▶ Requirements
(1) Answer these questions using the passage on export insurance below.
(a) What two causes does the passage give for a customer's inability to pay?
(b) What does the passage say a seller without export insurance must do?
(c) In which three cases is extending a line of credit described as particularly risky?
(2) List every line of the records below that contains the word "shadow".

▶ Selected passage
Yes, marine insurance covers the loss and damage of ships and cargo – and more specifically, cargo insurance provides full coverage for any commodity or damage that occurs the items during shipment.

But protecting your goods while they’re in transit to their destination is only part of the puzzle. What happens if your goods are delivered to the destination safely and you’re notified that they’ve been delivered – and your customer doesn’t pay? 30 days go by. 60. 90. 120 – and no notice of payment.

Then, it turns out that political instability or corporate insolvency has affected your customer’s ability to pay. Essentially, you’ve lost the sale – and if you’re lucky, you might get your shipment back, but this is not guaranteed. What recourse do you have to get paid?

If you don’t have export insurance, you don’t really have any options. You have to take the loss. But if you do have this insurance, you can file a claim – and be compensated for the loss, by your insurance provider.

Export Insurance Protects Your Accounts Receivable From Default

You can think of this insurance as a way to insure you from risk when offering trade credit to your buyers. Trade credit is a great way for businesses to sell their products more flexibly – but when you extend a line of credit to any company, you’re taking a risk, particularly if it’s a large line of credit, a newer company, or even an established company in a politically-unstable region.

Dataset entries
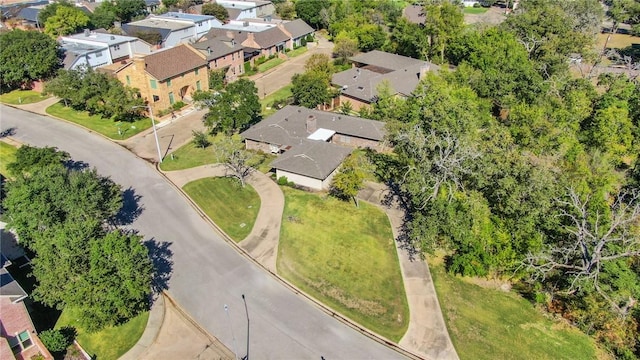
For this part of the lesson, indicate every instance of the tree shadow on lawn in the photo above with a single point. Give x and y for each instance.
(395, 198)
(131, 208)
(161, 257)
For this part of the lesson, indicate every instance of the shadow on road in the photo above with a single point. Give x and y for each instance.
(131, 208)
(161, 257)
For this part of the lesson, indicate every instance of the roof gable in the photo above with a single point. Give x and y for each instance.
(174, 61)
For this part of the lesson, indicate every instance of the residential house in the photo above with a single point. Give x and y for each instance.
(248, 9)
(164, 77)
(312, 143)
(257, 39)
(359, 85)
(223, 53)
(172, 28)
(96, 49)
(18, 337)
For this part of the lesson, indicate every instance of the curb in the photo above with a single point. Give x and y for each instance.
(151, 331)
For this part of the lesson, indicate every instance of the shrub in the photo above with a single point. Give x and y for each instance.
(55, 340)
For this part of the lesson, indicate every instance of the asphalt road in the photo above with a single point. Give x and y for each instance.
(207, 273)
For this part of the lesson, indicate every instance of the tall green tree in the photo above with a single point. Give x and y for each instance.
(66, 20)
(27, 56)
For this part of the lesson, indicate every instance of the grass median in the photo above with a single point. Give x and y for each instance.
(488, 323)
(346, 258)
(107, 127)
(109, 343)
(232, 207)
(22, 97)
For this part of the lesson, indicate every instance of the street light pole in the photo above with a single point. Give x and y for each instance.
(233, 337)
(246, 311)
(153, 125)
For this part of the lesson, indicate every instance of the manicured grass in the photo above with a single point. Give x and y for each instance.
(269, 64)
(22, 97)
(7, 156)
(232, 207)
(617, 41)
(111, 342)
(297, 52)
(475, 11)
(106, 127)
(189, 156)
(281, 94)
(487, 323)
(346, 258)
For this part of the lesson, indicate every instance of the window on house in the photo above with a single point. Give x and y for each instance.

▶ List of solutions
(1)
(a) Political instability or corporate insolvency.
(b) Take the loss.
(c) When it is a large line of credit, when the buyer is a newer company, or when the buyer is an established company in a politically-unstable region.

(2)
For this part of the lesson, indicate every instance of the tree shadow on lawn in the photo above with a single point. Give x and y for each instance.
For this part of the lesson, indicate every instance of the shadow on road in the photo above with a single point. Give x and y for each instance.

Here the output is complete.